(Saved entries)
%%
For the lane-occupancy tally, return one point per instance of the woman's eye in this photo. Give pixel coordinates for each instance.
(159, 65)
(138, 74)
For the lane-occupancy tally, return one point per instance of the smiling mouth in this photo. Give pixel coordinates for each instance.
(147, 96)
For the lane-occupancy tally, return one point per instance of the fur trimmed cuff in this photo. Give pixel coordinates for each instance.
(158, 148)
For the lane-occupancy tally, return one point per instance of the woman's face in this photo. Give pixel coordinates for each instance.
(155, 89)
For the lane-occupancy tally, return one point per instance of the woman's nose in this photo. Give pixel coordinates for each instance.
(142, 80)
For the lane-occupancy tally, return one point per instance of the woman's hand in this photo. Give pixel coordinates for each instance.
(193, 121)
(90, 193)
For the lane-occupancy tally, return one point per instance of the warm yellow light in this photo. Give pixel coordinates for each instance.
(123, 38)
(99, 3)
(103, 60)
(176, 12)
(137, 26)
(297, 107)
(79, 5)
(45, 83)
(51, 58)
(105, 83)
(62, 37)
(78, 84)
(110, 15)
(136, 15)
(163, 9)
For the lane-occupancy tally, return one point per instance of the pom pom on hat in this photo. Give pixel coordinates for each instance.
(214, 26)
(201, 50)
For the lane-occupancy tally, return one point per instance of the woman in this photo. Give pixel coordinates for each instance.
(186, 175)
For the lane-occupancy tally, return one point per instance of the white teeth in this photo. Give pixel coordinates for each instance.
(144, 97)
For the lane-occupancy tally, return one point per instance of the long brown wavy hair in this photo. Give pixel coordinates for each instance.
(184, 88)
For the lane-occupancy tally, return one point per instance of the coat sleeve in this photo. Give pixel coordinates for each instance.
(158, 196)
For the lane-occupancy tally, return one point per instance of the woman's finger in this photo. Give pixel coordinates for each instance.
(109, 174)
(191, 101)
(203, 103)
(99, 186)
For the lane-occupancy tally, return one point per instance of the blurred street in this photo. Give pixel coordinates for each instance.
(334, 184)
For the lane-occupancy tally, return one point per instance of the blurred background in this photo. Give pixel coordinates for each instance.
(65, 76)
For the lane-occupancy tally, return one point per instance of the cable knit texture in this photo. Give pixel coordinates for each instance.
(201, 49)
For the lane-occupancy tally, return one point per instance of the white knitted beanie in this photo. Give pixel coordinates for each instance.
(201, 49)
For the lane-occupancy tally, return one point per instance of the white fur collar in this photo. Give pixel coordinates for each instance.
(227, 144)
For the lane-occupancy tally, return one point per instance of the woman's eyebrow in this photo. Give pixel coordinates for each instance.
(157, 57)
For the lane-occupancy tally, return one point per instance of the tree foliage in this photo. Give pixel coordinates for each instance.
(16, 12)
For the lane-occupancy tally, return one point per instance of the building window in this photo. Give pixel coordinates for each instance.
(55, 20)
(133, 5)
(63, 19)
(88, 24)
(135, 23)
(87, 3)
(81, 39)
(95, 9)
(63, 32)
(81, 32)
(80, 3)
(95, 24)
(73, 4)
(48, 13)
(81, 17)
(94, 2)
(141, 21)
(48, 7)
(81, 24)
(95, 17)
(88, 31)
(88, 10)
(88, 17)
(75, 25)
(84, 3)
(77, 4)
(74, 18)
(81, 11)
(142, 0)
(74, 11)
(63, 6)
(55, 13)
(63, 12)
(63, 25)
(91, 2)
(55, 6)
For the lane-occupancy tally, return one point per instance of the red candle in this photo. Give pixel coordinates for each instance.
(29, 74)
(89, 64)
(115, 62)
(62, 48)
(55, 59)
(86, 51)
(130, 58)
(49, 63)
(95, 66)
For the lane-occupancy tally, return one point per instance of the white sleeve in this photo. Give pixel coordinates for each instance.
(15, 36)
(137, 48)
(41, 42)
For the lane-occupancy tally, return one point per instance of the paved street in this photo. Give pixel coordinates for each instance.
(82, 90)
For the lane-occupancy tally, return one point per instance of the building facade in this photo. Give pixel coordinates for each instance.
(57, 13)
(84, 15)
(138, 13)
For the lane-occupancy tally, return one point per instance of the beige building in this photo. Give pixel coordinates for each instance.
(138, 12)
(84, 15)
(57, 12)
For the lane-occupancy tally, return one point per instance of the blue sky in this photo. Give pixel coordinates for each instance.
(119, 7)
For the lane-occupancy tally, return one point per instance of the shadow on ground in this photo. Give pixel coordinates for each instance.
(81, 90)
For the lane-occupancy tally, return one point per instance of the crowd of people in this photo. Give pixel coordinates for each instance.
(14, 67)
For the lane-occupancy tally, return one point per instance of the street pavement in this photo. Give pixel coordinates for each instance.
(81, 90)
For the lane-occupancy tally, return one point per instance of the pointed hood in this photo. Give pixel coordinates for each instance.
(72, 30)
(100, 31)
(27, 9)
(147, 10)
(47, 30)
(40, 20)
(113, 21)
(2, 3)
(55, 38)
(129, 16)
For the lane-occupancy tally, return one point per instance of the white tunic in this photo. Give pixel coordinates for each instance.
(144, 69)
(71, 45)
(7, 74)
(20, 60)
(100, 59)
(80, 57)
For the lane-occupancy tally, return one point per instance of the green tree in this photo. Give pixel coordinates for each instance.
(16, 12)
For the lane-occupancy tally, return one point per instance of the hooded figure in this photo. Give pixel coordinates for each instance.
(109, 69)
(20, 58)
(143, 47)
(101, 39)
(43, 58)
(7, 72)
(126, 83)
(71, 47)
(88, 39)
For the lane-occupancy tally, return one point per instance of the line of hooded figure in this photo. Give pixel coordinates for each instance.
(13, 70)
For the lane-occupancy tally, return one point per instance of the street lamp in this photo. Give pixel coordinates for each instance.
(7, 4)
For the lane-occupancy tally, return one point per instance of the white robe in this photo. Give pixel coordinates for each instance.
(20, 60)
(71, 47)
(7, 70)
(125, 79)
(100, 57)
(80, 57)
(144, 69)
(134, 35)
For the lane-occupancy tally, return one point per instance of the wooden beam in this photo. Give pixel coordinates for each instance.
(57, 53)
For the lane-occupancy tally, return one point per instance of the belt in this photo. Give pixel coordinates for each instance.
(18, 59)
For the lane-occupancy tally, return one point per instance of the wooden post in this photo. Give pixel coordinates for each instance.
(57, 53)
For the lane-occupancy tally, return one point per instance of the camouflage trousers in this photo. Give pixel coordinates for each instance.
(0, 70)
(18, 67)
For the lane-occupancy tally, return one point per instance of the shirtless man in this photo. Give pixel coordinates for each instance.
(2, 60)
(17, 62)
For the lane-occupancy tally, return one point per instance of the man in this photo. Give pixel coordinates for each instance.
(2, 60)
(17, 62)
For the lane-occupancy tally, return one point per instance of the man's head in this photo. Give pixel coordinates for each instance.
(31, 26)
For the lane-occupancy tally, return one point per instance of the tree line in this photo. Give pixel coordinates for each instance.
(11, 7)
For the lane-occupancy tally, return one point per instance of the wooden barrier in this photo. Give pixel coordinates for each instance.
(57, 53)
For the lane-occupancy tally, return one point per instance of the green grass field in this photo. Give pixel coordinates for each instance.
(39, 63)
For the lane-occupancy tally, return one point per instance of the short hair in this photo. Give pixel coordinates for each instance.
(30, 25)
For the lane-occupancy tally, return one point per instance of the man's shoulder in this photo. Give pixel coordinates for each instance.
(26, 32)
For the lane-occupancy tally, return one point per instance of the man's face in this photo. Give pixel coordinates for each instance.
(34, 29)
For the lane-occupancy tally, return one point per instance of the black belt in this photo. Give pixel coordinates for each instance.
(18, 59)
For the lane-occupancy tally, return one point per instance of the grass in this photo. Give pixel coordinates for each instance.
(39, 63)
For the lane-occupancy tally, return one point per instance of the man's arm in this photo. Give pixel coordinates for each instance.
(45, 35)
%%
Assignment - Each record above has to be set down again, exactly and completely.

Completed exercise -
For the lane-occupancy tally, return one point per instance of the woman's eye in this photo. Give pixel coordinates for each instance.
(159, 65)
(138, 74)
For the lane-occupancy tally, return one point per instance of the smiling mouth in this photo. Give pixel coordinates for each instance.
(147, 96)
For the lane-occupancy tally, return one point per instance of the fur trimmed cuff in this photo. Give pixel coordinates for each instance.
(158, 148)
For the lane-occupancy tally, return one point per instance of the woman's face in this photo. Give pixel coordinates for each instance.
(155, 89)
For the lane-occupancy tally, return one point per instance of the woman's nose in this photo. Give pixel coordinates for each instance.
(142, 80)
For the lane-occupancy tally, return one point per instance of the woman's hand in this photo. Give pixel coordinates for each instance.
(193, 121)
(90, 193)
For the lane-occupancy tally, return one point per instance of the warm yellow light in this photo. Give pixel coordinates for each instance.
(123, 38)
(99, 3)
(103, 60)
(176, 12)
(137, 26)
(297, 107)
(79, 5)
(45, 83)
(51, 58)
(105, 83)
(62, 37)
(78, 84)
(110, 15)
(136, 15)
(163, 9)
For the lane-occupancy tally, return one point per instance of the pom pom on hat in this photo. Give pixel coordinates for each instance.
(214, 26)
(201, 50)
For the lane-occupancy tally, return one point per instance of the woman in this photo. Give pixel coordinates for each instance.
(186, 175)
For the lane-occupancy tally, return one point per instance of the white teeth in this photo. Give pixel coordinates for each instance.
(144, 97)
For the lane-occupancy tally, return one point per instance of the long brown wavy hair in this photo. Give pixel coordinates for each instance.
(184, 88)
For the lane-occupancy tally, return one point per instance of the coat sleeve in this photo. Give pixel coordinates for each instance.
(158, 196)
For the lane-occupancy tally, return one point per instance of the woman's finger in this photo. Give pixel coordinates for each instance.
(109, 174)
(191, 101)
(203, 103)
(99, 186)
For the lane-occupancy tally, return one point per instance of the blurred street in this photo. Give pixel coordinates for each instance.
(334, 184)
For the lane-occupancy tally, return one point per instance of the blurred background in this photo. Give pixel coordinates for each instance.
(65, 76)
For the lane-occupancy tally, return one point per instance of the cable knit texture in this photo. Give pixel coordinates for each instance.
(201, 49)
For the lane-occupancy tally, return one point per instance of the white knitted beanie in this photo. Give pixel coordinates for each instance.
(201, 49)
For the lane-occupancy tally, return one point per instance of the white fur collar in this photo. Give pixel coordinates for each instance.
(227, 144)
For the lane-occupancy tally, return one point per instance of the woman's eyebrow in this photo. Give pixel coordinates for each instance.
(157, 57)
For the lane-occupancy tally, return one point per instance of the tree foliage in this photo. Give pixel coordinates for each instance.
(16, 12)
For the lane-occupancy tally, return one point per instance of the building window in this photo. Give pixel coordinates for each instance.
(55, 20)
(133, 5)
(63, 19)
(88, 24)
(135, 23)
(87, 3)
(81, 39)
(95, 9)
(63, 32)
(81, 32)
(80, 3)
(95, 24)
(73, 4)
(48, 13)
(81, 17)
(94, 2)
(141, 21)
(48, 7)
(81, 24)
(95, 17)
(88, 31)
(88, 10)
(88, 17)
(75, 25)
(84, 3)
(77, 4)
(74, 18)
(81, 11)
(142, 0)
(74, 11)
(63, 6)
(55, 13)
(63, 12)
(63, 25)
(91, 2)
(55, 6)
For the lane-occupancy tally, return one point per instance of the red candle in this photo. Give pixel coordinates for each instance.
(29, 74)
(89, 64)
(115, 62)
(62, 48)
(55, 59)
(86, 51)
(130, 58)
(49, 63)
(95, 66)
For the lane-occupancy tally, return one point per instance of the white sleeve in this photo. Give pixel coordinates for each instance.
(15, 36)
(137, 48)
(41, 42)
For the lane-occupancy tally, return one point per instance of the paved street in this photo. Give pixel coordinates for each instance.
(82, 90)
For the lane-occupancy tally, return one point per instance of the building facade in this photo. Give pixel coordinates for each instance.
(57, 13)
(84, 15)
(138, 13)
For the lane-occupancy tally, return one point per instance of the beige building in this photo. Give pixel coordinates for each instance.
(138, 12)
(84, 15)
(57, 12)
For the lane-occupancy tally, return one point per instance of the blue sky in this photo. Give pixel coordinates for each instance.
(119, 7)
For the lane-occupancy tally, return one point per instance of the shadow on ground in this photo. Give pixel coordinates for each instance.
(81, 90)
For the lane-occupancy tally, return one point per instance of the crowd of people in this photo. Give pixel coordinates for each instance.
(14, 67)
For the lane-occupancy tally, return one point per instance of the street pavement in this photo. Give pixel coordinates for each instance.
(81, 90)
For the lane-occupancy tally, return one point per instance of the pointed hood in this photo. Give pixel coordinates for each instance.
(72, 30)
(100, 31)
(27, 9)
(147, 10)
(47, 30)
(40, 20)
(113, 21)
(2, 3)
(55, 38)
(129, 16)
For the lane-occupancy tally, return one point per instance of the white tunic in this photo. Give pixel coordinates for each instance.
(144, 69)
(71, 45)
(7, 74)
(20, 60)
(100, 59)
(80, 57)
For the lane-occupancy tally, return one point per instance of the green tree in this photo. Give pixel coordinates for each instance.
(16, 12)
For the lane-occupancy tally, return one point per instance of the hooded figure in this photo. Give pixel coordinates for each instance.
(109, 69)
(20, 58)
(143, 47)
(101, 39)
(43, 58)
(7, 72)
(126, 83)
(71, 47)
(88, 39)
For the lane-occupancy tally, return one point per instance of the line of hooded figure in this photo. Give pixel coordinates for each instance.
(13, 70)
For the lane-occupancy tally, return one point per instance of the street lamp in this photo. Give pixel coordinates for each instance.
(7, 4)
For the lane-occupancy tally, return one point per instance of the white robe in this photo. Give pixel coordinates for each instance.
(20, 60)
(71, 47)
(7, 70)
(125, 79)
(100, 57)
(80, 57)
(144, 69)
(134, 35)
For the lane-occupancy tally, return one point per instance of the wooden beam in this photo. Give pixel coordinates for each instance.
(57, 53)
For the lane-occupancy tally, return one point per instance of the belt in this photo. Give pixel coordinates for each instance.
(18, 59)
For the lane-occupancy tally, return one point per instance of the wooden post in this photo. Give pixel coordinates for each instance.
(57, 53)
For the lane-occupancy tally, return one point per instance of the camouflage trousers in this photo. Give pixel coordinates for each instance.
(0, 70)
(18, 67)
For the lane-occupancy tally, return one point per instance of the shirtless man in this photo. Give pixel coordinates for each instance.
(2, 60)
(17, 62)
For the lane-occupancy tally, return one point per instance of the man in this photo. Give pixel coordinates for each instance.
(2, 60)
(17, 62)
For the lane-occupancy tally, return one point per instance of the man's head in this photo. Give pixel coordinates for each instance.
(31, 26)
For the lane-occupancy tally, return one point per instance of the tree line in this photo. Give pixel coordinates for each instance.
(11, 7)
For the lane-occupancy tally, return one point per instance of the wooden barrier in this photo. Give pixel coordinates for each instance.
(57, 53)
For the lane-occupancy tally, return one point per instance of the green grass field in this photo. Give pixel coordinates for each instance.
(39, 63)
For the lane-occupancy tally, return one point per instance of the short hair in this photo. Give pixel coordinates for each instance.
(30, 25)
For the lane-occupancy tally, return one point per instance of the man's shoulder in this photo. Give pixel coordinates for each instance.
(26, 32)
For the lane-occupancy tally, return one point per instance of the man's face in this photo. Give pixel coordinates for each instance.
(34, 29)
For the lane-occupancy tally, return one point per instance of the black belt in this photo. Give pixel coordinates for each instance.
(18, 59)
For the lane-occupancy tally, return one point per instance of the grass in this photo. Give pixel coordinates for each instance.
(39, 63)
For the lane-occupancy tally, return one point per instance of the man's arm in this photo. Give pixel coordinates for each instance.
(45, 35)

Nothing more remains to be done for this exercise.